> [What is asked]:
Pull out every line of the listing below that contains the string "blue" and copy each one in full.

___ Material for this exercise

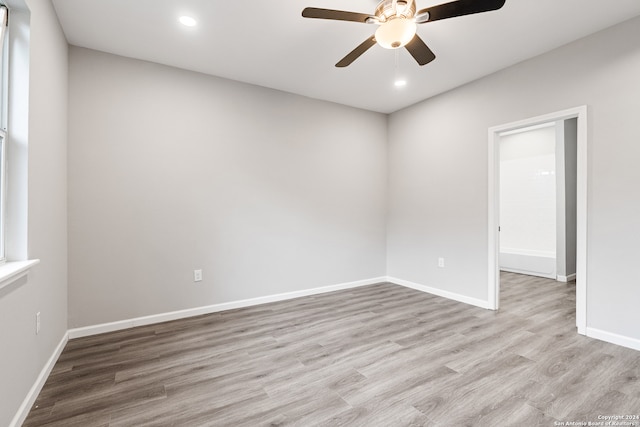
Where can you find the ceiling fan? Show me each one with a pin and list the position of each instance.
(397, 21)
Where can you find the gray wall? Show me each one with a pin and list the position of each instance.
(570, 181)
(566, 175)
(438, 171)
(171, 170)
(24, 353)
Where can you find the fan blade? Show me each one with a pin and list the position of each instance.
(355, 53)
(338, 15)
(457, 8)
(420, 51)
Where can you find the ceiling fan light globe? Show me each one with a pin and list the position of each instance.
(395, 33)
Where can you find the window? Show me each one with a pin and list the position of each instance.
(4, 15)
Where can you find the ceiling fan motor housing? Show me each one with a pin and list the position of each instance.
(403, 9)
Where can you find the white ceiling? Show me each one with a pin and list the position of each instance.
(268, 43)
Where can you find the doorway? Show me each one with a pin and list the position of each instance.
(579, 113)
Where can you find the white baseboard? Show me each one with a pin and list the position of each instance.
(566, 279)
(441, 293)
(612, 338)
(31, 397)
(181, 314)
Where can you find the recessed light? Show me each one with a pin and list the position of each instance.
(187, 21)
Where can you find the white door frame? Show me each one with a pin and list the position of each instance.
(581, 221)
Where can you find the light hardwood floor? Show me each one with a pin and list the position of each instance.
(380, 355)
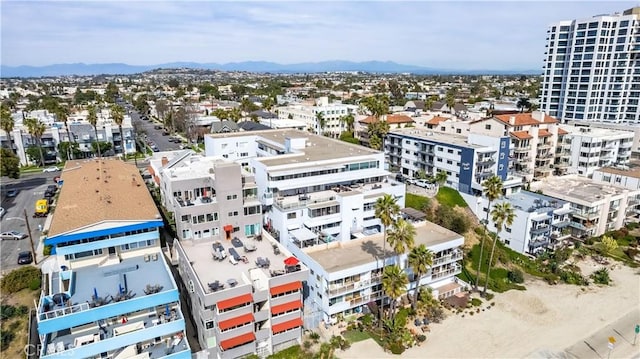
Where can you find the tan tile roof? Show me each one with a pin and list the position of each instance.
(521, 119)
(521, 135)
(95, 191)
(436, 120)
(543, 133)
(391, 119)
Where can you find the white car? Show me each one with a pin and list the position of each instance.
(51, 169)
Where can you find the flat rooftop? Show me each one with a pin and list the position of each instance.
(318, 148)
(534, 202)
(344, 255)
(431, 135)
(576, 189)
(101, 190)
(209, 269)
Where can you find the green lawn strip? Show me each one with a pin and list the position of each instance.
(354, 336)
(450, 197)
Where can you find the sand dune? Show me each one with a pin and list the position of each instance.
(561, 321)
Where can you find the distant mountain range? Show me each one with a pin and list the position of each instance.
(82, 69)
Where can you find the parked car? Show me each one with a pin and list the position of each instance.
(25, 258)
(15, 235)
(51, 169)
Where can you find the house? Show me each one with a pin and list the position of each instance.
(107, 290)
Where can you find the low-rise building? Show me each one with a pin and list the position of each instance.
(107, 290)
(540, 221)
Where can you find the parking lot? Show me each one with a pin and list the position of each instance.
(28, 190)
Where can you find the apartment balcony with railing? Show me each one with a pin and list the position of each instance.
(448, 270)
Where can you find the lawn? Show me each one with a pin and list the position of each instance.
(449, 197)
(416, 202)
(355, 335)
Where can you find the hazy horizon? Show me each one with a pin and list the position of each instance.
(448, 35)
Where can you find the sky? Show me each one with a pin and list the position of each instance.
(466, 35)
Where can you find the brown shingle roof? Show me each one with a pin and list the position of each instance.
(521, 119)
(94, 191)
(391, 119)
(436, 120)
(521, 135)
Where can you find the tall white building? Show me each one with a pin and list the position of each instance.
(592, 68)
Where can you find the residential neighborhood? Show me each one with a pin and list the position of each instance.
(187, 212)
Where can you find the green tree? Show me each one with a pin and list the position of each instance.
(36, 129)
(92, 118)
(7, 124)
(9, 163)
(492, 189)
(117, 115)
(502, 215)
(320, 122)
(401, 237)
(420, 261)
(62, 113)
(394, 284)
(609, 244)
(441, 178)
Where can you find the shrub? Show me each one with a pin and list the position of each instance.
(20, 279)
(396, 348)
(516, 276)
(601, 276)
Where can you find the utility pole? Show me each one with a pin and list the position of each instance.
(33, 251)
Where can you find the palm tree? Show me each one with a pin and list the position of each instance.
(386, 209)
(62, 113)
(36, 129)
(502, 216)
(523, 103)
(492, 188)
(92, 118)
(401, 237)
(394, 284)
(117, 115)
(321, 122)
(420, 261)
(7, 124)
(441, 177)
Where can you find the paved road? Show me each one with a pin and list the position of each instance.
(153, 134)
(31, 188)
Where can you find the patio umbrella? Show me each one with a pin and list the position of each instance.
(291, 261)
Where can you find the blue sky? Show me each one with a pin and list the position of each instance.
(500, 35)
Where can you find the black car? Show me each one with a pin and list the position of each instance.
(25, 258)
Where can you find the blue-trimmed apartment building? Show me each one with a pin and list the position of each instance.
(107, 291)
(468, 160)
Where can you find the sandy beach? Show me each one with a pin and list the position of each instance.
(561, 321)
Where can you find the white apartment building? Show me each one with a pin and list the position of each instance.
(534, 137)
(590, 148)
(319, 195)
(592, 68)
(597, 207)
(332, 113)
(468, 160)
(540, 221)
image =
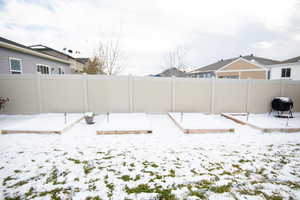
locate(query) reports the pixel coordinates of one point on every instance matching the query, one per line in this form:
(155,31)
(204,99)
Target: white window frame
(10,69)
(61,70)
(286,77)
(49,68)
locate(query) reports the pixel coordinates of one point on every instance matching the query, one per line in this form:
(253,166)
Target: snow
(201,121)
(270,121)
(81,164)
(38,122)
(122,122)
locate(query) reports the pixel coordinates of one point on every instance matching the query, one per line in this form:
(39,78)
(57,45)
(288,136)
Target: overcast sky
(210,30)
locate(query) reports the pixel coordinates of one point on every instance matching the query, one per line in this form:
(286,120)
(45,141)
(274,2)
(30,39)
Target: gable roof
(221,63)
(292,60)
(22,48)
(171,72)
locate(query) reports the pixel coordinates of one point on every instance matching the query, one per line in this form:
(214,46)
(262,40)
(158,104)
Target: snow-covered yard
(167,164)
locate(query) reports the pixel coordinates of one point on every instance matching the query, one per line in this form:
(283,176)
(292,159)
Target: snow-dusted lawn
(167,164)
(38,122)
(271,121)
(122,122)
(201,121)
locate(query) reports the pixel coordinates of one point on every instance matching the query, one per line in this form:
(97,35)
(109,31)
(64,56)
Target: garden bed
(40,123)
(267,122)
(123,123)
(201,123)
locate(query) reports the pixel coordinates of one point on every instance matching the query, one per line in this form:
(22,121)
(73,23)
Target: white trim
(242,59)
(48,66)
(31,52)
(62,69)
(201,71)
(283,65)
(244,70)
(21,68)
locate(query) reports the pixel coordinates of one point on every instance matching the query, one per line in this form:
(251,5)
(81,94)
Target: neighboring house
(171,72)
(243,67)
(77,66)
(287,69)
(16,58)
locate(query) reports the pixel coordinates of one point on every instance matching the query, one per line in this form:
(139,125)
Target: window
(286,72)
(43,69)
(60,70)
(15,65)
(229,77)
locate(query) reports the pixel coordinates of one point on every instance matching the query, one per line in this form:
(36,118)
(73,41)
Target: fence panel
(62,93)
(22,92)
(292,89)
(192,95)
(80,93)
(261,94)
(152,94)
(108,94)
(230,95)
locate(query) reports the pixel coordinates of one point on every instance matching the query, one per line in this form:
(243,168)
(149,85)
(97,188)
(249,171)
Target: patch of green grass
(92,187)
(18,184)
(88,169)
(12,198)
(9,178)
(55,193)
(154,165)
(108,157)
(137,177)
(172,173)
(74,160)
(53,176)
(93,198)
(244,161)
(198,194)
(132,165)
(221,189)
(194,171)
(163,194)
(125,178)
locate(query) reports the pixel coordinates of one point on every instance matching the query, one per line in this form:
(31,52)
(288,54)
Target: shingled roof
(292,60)
(221,63)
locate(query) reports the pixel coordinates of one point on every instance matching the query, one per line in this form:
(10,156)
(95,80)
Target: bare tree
(92,66)
(175,60)
(111,58)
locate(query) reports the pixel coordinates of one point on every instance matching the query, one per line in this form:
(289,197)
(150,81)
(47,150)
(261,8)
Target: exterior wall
(220,74)
(276,71)
(28,62)
(254,75)
(202,75)
(240,64)
(35,93)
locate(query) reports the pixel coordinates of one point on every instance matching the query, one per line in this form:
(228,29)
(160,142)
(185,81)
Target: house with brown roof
(242,67)
(287,69)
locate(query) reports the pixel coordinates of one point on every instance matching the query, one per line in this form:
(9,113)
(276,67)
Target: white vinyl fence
(35,93)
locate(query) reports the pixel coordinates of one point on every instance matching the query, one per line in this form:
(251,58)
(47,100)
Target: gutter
(32,52)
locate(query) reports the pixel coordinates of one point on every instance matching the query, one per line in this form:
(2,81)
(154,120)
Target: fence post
(130,93)
(38,91)
(281,87)
(248,95)
(85,93)
(212,95)
(173,94)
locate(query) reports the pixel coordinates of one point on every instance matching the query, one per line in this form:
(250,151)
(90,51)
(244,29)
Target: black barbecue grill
(281,105)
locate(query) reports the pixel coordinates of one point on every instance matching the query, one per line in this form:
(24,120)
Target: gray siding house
(16,58)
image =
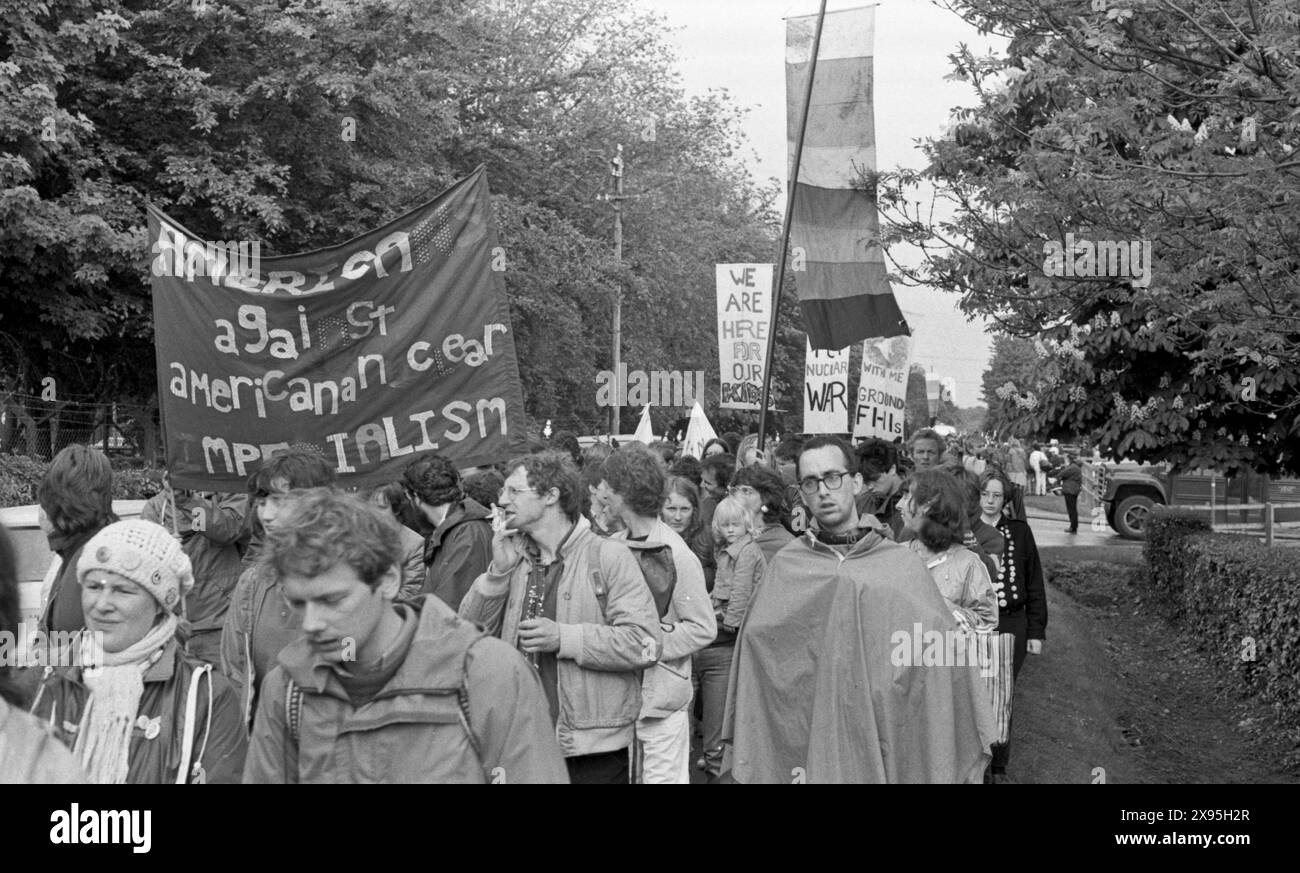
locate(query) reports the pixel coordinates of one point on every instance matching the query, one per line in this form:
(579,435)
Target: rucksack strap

______

> [Response to the exercise]:
Where can you find the blue sky? Show me each one with a pin and list the position of each instance.
Where can you find the blue-trimmed apartment building? Show me each one with a pin and list the position of each instance.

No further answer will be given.